Eine Auswirkung des Diskurses über den öffentlich-rechtlichen Rundfunk ist, dass es Menschen gibt, die die Zahlung der Rundfunkgebühren demonstrativ verweigern – und dafür sogar Beugehaft auf sich nehmen. Der WDR exerziert das gerade durch und lässt einen „GEZ-Rebellen“ für Monate einsperren. Würde der BR auch so weit gehen?
Der Beitrag zum öffentlich-rechtlichen Rundfunk ist eine gesetzliche Abgabe. Und Gesetze müssen eingehalten werden. Werden Gesetze nicht eingehalten, läuft der für diesen Fall vorgesehene Rechtsweg an. In meiner Wahrnehmung ist das aber auch ein von sogenannten GEZ-Rebellen bewusst provoziertes Auf-die-Spitze- Treiben dieses Themas – mit großer medialer Begleitmusik. Ich denke, man wird jeden Einzelfall betrachten müssen. Wir beim BR hatten einen solchen Fall jedenfalls noch nicht.

Aufgabendetails. Schreib die Fortsetzung des Textes zum Rundfunkbeitrag im Anschluss an seinen letzten Satz. Die Zeilen haben mit dem Text zum Rundfunkbeitrag nichts zu tun.

Vorliegende Zeilen.

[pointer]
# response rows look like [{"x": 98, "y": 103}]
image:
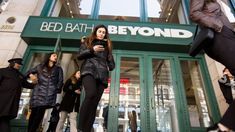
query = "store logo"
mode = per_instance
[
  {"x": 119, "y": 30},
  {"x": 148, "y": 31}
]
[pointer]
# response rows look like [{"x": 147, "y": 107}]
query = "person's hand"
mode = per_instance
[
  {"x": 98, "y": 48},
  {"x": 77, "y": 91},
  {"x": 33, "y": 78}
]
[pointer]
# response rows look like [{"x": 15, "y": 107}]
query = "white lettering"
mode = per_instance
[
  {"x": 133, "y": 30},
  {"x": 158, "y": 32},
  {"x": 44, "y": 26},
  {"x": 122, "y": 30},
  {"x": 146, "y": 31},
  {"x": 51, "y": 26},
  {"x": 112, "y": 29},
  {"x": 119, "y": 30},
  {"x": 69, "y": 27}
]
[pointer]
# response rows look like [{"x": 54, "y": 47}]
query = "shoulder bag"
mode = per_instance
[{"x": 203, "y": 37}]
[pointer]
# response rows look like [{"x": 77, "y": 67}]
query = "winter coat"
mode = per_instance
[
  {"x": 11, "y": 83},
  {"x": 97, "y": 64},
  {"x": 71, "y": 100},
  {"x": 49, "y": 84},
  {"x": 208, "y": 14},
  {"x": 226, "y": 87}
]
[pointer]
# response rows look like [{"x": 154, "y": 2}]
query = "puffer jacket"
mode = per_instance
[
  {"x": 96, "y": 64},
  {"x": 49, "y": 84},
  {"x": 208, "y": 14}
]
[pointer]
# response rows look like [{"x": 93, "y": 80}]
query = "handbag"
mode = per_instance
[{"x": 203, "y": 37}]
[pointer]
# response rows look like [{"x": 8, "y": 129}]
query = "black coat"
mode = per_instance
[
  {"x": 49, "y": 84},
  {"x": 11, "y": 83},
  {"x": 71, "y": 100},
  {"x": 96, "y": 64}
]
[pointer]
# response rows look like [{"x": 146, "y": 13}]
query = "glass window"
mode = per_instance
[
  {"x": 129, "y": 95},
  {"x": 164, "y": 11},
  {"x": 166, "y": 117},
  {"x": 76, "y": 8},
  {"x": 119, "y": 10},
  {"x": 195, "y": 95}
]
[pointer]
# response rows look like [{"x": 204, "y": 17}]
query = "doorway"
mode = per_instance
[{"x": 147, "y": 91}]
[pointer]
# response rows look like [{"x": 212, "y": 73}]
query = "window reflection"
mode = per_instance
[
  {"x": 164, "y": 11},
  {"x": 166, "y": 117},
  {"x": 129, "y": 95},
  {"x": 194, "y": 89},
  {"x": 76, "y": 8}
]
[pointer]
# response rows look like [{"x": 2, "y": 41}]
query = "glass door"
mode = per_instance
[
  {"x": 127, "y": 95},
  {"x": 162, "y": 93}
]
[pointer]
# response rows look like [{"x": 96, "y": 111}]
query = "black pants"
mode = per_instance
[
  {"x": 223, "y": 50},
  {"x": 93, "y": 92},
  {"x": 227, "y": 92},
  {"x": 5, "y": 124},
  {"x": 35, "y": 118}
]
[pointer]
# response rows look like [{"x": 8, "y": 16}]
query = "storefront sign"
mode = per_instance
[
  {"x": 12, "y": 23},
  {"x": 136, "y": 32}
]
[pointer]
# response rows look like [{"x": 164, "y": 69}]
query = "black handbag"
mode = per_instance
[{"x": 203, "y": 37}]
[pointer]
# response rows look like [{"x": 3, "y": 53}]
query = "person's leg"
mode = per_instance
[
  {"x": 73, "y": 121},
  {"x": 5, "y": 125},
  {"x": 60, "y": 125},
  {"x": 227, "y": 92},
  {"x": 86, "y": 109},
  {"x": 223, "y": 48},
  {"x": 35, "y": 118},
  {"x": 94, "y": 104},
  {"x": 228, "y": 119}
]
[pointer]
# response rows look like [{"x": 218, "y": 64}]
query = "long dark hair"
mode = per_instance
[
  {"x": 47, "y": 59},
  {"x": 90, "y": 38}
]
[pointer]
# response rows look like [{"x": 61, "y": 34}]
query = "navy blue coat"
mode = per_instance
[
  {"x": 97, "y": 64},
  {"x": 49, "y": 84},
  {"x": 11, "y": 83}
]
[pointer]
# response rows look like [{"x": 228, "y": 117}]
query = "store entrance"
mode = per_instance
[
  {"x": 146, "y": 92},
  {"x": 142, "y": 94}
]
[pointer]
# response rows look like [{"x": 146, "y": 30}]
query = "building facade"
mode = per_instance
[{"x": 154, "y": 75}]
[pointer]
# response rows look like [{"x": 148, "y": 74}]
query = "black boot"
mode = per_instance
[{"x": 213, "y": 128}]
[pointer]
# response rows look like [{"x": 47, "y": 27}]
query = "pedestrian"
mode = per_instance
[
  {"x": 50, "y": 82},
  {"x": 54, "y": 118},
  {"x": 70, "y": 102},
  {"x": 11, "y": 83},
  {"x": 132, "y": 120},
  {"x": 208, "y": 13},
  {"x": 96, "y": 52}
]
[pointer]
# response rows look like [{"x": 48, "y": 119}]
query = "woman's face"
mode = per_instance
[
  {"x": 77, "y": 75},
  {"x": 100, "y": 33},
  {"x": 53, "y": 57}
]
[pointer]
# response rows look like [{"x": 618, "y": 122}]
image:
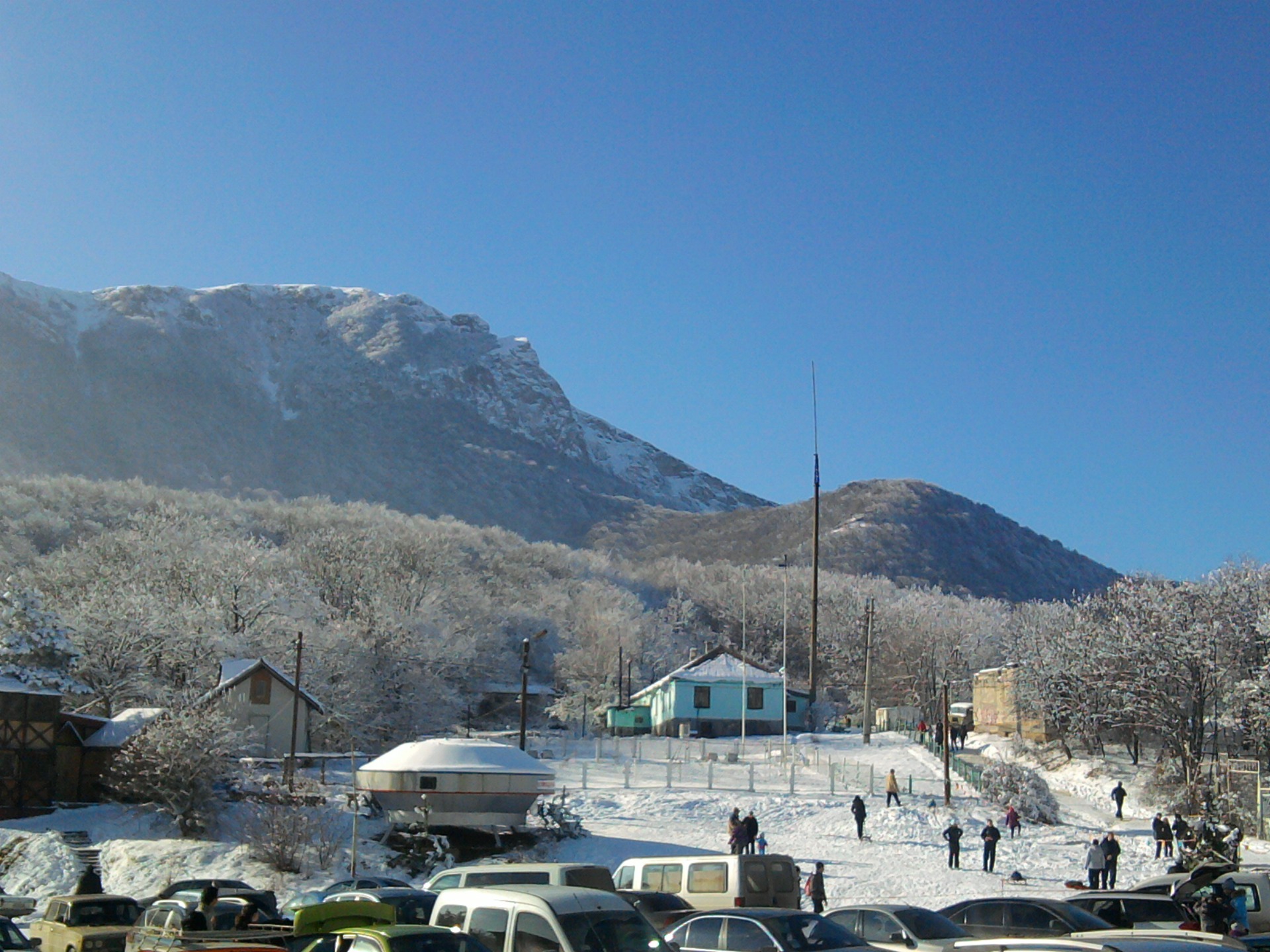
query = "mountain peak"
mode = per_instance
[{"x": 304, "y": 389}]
---
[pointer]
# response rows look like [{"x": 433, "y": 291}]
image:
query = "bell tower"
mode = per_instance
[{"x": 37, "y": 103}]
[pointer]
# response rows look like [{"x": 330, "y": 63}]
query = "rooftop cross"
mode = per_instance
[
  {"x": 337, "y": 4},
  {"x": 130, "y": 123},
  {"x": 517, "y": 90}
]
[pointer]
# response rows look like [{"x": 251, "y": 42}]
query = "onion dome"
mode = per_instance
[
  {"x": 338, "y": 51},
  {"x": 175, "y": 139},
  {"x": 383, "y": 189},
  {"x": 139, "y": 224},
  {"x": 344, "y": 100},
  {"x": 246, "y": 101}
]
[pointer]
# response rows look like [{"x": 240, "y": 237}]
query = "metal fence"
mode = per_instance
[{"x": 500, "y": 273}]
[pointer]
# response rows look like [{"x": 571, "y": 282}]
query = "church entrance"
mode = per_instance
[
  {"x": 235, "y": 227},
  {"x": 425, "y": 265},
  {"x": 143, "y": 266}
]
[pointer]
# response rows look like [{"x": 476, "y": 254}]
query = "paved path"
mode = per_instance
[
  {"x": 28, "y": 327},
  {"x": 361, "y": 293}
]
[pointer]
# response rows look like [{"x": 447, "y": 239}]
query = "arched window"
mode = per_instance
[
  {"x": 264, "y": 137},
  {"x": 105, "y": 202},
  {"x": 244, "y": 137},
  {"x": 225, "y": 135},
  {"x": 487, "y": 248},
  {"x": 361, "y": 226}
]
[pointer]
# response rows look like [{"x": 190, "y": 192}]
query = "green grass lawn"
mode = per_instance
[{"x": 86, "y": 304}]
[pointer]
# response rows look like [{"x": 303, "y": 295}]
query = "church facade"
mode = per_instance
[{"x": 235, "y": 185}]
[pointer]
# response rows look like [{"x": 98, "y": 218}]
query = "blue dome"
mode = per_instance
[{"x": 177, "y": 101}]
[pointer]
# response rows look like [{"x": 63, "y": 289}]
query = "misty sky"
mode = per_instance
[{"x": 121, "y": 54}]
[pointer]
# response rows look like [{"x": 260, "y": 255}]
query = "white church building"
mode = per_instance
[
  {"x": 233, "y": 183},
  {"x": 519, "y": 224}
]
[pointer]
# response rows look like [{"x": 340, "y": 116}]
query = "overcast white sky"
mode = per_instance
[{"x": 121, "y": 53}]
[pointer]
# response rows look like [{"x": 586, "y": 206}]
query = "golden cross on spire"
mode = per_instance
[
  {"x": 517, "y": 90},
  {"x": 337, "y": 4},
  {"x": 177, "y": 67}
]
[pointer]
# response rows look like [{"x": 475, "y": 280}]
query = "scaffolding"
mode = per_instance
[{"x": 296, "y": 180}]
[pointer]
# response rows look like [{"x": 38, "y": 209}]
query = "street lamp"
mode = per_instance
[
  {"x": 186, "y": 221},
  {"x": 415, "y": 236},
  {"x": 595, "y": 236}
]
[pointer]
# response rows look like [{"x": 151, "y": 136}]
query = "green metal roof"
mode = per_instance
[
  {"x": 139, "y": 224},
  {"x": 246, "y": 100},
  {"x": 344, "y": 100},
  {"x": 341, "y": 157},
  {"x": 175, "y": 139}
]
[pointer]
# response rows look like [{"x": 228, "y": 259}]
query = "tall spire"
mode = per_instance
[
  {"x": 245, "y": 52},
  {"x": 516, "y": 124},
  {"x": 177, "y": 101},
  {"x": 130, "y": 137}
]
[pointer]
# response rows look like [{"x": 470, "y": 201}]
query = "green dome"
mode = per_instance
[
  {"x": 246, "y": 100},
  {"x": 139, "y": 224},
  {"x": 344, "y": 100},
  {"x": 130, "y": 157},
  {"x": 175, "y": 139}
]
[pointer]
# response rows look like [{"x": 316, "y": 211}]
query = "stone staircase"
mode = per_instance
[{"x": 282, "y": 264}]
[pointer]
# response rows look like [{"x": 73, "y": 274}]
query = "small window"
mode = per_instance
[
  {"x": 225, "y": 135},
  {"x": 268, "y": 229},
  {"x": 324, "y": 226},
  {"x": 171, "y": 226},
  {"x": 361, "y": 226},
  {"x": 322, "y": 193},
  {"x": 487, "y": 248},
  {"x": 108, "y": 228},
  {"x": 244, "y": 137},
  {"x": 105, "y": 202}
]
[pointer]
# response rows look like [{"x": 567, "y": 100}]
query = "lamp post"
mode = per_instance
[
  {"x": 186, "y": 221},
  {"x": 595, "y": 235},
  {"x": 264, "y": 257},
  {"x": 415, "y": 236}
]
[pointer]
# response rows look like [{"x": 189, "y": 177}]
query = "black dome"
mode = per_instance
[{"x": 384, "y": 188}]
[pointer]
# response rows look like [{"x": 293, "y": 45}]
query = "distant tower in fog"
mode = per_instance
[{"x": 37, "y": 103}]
==
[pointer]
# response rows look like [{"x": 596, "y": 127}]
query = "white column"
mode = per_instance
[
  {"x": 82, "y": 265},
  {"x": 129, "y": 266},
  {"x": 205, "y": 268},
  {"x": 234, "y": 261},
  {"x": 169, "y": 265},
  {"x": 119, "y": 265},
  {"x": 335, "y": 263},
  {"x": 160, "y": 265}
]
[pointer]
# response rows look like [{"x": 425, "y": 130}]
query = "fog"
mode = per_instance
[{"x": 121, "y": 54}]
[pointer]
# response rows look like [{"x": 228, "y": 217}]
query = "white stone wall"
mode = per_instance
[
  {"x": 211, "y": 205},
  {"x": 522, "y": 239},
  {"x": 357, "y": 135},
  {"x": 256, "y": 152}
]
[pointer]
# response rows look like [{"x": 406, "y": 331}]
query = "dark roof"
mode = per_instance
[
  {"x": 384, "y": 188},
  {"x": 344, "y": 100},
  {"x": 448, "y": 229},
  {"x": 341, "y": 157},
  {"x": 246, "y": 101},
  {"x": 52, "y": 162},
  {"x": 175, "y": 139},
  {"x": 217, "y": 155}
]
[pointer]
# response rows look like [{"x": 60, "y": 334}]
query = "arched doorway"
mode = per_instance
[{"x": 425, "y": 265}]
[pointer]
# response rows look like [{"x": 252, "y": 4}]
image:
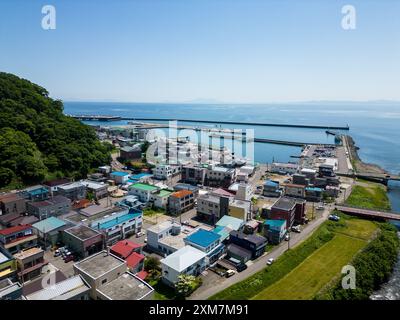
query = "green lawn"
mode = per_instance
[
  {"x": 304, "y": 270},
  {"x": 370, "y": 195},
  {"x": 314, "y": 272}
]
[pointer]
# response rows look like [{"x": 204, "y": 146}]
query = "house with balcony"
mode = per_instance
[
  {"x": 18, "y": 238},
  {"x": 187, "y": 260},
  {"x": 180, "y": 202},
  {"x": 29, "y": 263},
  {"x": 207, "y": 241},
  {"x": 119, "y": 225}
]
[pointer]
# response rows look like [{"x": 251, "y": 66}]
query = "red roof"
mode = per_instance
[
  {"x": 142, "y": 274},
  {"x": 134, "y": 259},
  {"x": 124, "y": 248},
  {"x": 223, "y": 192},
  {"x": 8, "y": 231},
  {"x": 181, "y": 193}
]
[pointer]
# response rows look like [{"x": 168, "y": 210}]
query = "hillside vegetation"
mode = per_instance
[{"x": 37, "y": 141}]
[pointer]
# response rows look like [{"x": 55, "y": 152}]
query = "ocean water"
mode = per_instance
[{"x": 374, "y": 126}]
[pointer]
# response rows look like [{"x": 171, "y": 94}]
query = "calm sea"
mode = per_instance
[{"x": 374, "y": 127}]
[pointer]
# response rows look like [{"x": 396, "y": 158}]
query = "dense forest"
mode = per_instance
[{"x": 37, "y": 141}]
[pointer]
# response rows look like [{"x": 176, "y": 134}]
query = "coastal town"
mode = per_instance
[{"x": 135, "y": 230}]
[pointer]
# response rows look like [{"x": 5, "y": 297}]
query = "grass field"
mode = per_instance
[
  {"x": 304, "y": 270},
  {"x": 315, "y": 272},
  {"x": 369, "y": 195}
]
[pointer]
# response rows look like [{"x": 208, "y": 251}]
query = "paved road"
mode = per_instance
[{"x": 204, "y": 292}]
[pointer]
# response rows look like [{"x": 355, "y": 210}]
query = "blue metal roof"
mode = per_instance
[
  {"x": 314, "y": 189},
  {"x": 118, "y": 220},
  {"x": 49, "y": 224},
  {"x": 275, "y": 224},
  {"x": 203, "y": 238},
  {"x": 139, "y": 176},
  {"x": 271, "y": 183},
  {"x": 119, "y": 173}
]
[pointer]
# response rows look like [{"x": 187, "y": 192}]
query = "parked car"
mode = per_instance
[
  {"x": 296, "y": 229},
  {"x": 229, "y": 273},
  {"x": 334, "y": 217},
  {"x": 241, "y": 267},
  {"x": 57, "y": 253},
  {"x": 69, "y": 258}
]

Ergebnis der Übung.
Zuletzt gab es bei den Öffentlich- Rechtlichen einige ziemlich prominente Abgänge von Moderatoren, die abspringen und ins Lager der Privatsender wechseln. Ein beunruhigender Trend?
Ich würde nicht sagen, dass die abspringen. Wechsel sind etwas ganz Normales. Natürlich ist es schade, wenn wir ein großes Talent verlieren. Aber es gehört zum Alltag, und es gibt ja auch gegenläufige Bewegungen. Natürlich können wir als Öffentlich- Rechtliche gerade bei den Spitzengehältern ökonomisch nicht das bieten, was Private bieten. Aber die Motive für Wechsel sind sicher individuell verschieden.
Öffentlich-rechtlicher Rundfunk hat feste Sendezeiten und zwei Beine: Information und Unterhaltung. Informationen bietet das Internet – und zwar fast in Echtzeit. Und die Unterhaltung kommt von Netflix und Amazon – und zwar dann, wenn die Nutzer es wollen. Wie lange können Sie da noch mithalten?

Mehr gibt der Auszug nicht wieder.